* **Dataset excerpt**

----------

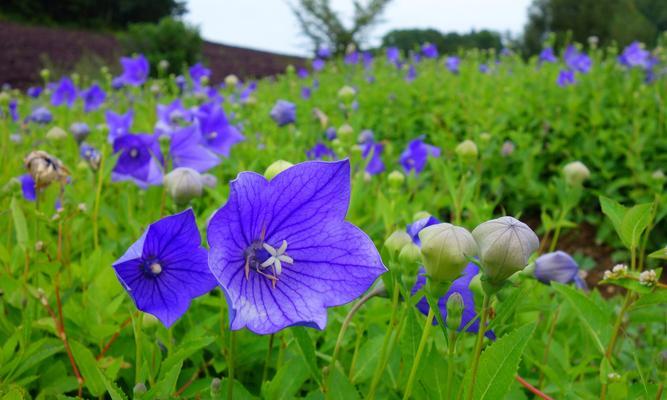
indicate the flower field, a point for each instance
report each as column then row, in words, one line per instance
column 379, row 226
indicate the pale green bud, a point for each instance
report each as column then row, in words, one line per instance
column 409, row 254
column 276, row 168
column 505, row 245
column 397, row 240
column 183, row 185
column 454, row 310
column 396, row 178
column 56, row 133
column 446, row 250
column 467, row 150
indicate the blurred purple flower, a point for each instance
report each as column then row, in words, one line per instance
column 283, row 113
column 416, row 154
column 64, row 92
column 283, row 252
column 166, row 268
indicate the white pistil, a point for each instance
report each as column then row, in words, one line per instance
column 277, row 257
column 155, row 268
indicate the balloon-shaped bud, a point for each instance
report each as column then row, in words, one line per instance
column 505, row 244
column 446, row 250
column 183, row 184
column 454, row 310
column 276, row 168
column 576, row 173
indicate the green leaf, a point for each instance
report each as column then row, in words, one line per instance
column 498, row 364
column 307, row 350
column 596, row 321
column 87, row 365
column 20, row 225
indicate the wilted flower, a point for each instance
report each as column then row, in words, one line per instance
column 135, row 70
column 183, row 184
column 576, row 173
column 118, row 124
column 140, row 160
column 80, row 131
column 547, row 56
column 415, row 156
column 565, row 78
column 45, row 169
column 283, row 113
column 505, row 244
column 166, row 268
column 283, row 252
column 446, row 249
column 557, row 266
column 93, row 98
column 462, row 287
column 320, row 151
column 217, row 133
column 64, row 93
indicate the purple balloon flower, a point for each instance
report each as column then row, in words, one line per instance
column 283, row 252
column 166, row 268
column 218, row 135
column 565, row 78
column 558, row 266
column 140, row 160
column 283, row 113
column 319, row 151
column 118, row 124
column 576, row 60
column 429, row 50
column 28, row 187
column 93, row 98
column 186, row 150
column 416, row 154
column 64, row 92
column 135, row 70
column 461, row 286
column 374, row 151
column 452, row 64
column 547, row 56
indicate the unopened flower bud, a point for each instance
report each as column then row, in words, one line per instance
column 454, row 310
column 231, row 80
column 396, row 178
column 505, row 244
column 56, row 133
column 276, row 168
column 410, row 254
column 576, row 173
column 397, row 240
column 446, row 250
column 183, row 184
column 467, row 150
column 80, row 131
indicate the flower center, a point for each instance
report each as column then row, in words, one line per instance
column 266, row 260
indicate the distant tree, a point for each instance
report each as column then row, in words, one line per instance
column 620, row 21
column 95, row 14
column 323, row 26
column 410, row 39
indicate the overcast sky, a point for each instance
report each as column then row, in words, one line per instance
column 270, row 25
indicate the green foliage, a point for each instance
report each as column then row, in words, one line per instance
column 618, row 21
column 91, row 13
column 410, row 39
column 171, row 40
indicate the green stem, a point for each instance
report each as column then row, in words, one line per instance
column 267, row 361
column 230, row 362
column 420, row 351
column 478, row 346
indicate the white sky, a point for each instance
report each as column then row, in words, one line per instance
column 270, row 25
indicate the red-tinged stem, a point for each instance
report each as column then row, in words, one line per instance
column 537, row 392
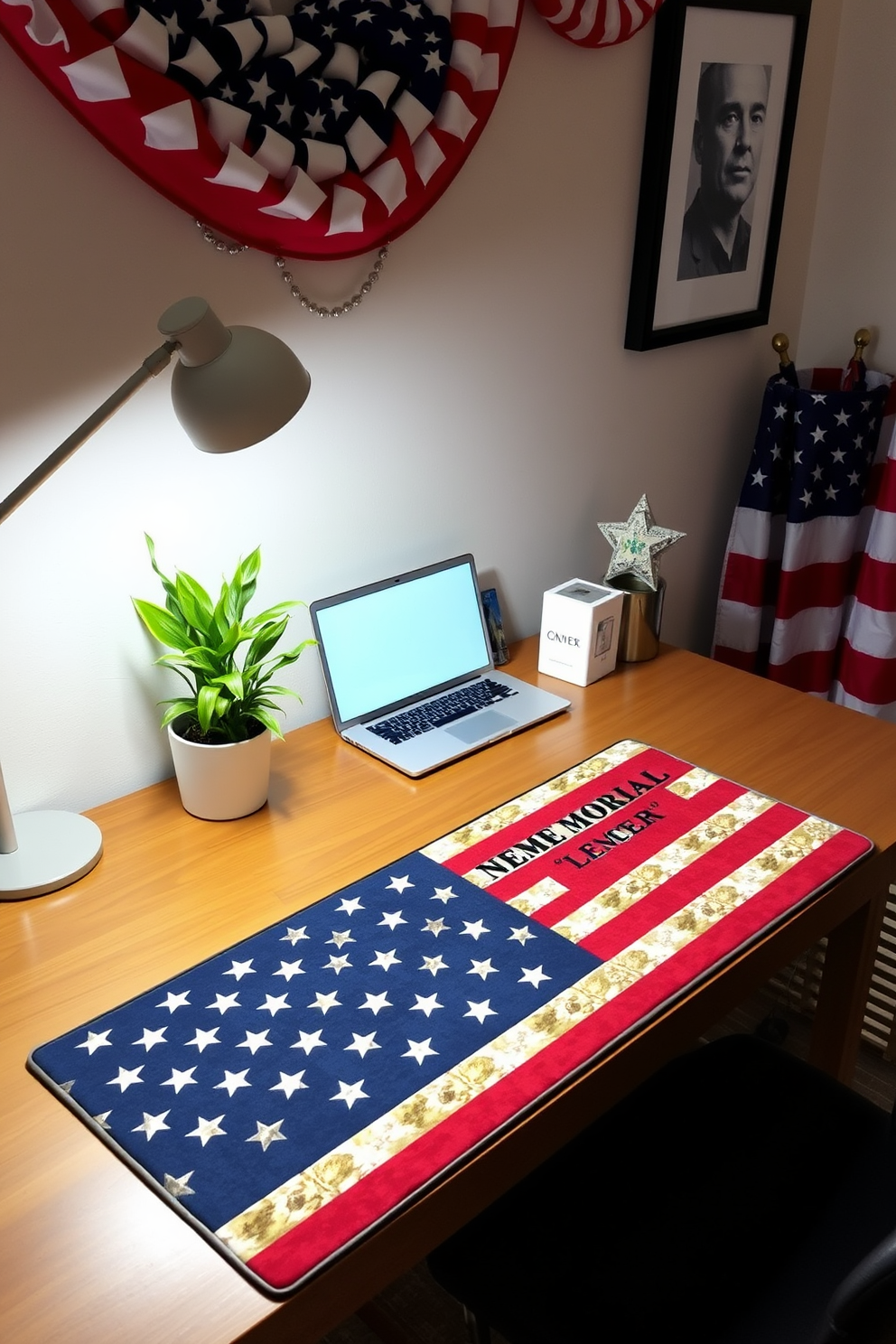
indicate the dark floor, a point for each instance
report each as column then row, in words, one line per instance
column 416, row 1311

----------

* **Task objective**
Output the lines above without any changes, starting at the line that contains "indicate the wilted" and ending at the line that contains "column 64, row 93", both included.

* **Answer for this exercise**
indicate the wilted flower, a point for each instance
report each as column then row, in words, one line per instance
column 135, row 70
column 183, row 184
column 576, row 173
column 118, row 124
column 140, row 160
column 80, row 131
column 547, row 56
column 415, row 156
column 565, row 78
column 45, row 169
column 283, row 113
column 505, row 244
column 166, row 268
column 283, row 252
column 446, row 249
column 557, row 266
column 93, row 98
column 462, row 287
column 320, row 151
column 217, row 133
column 64, row 93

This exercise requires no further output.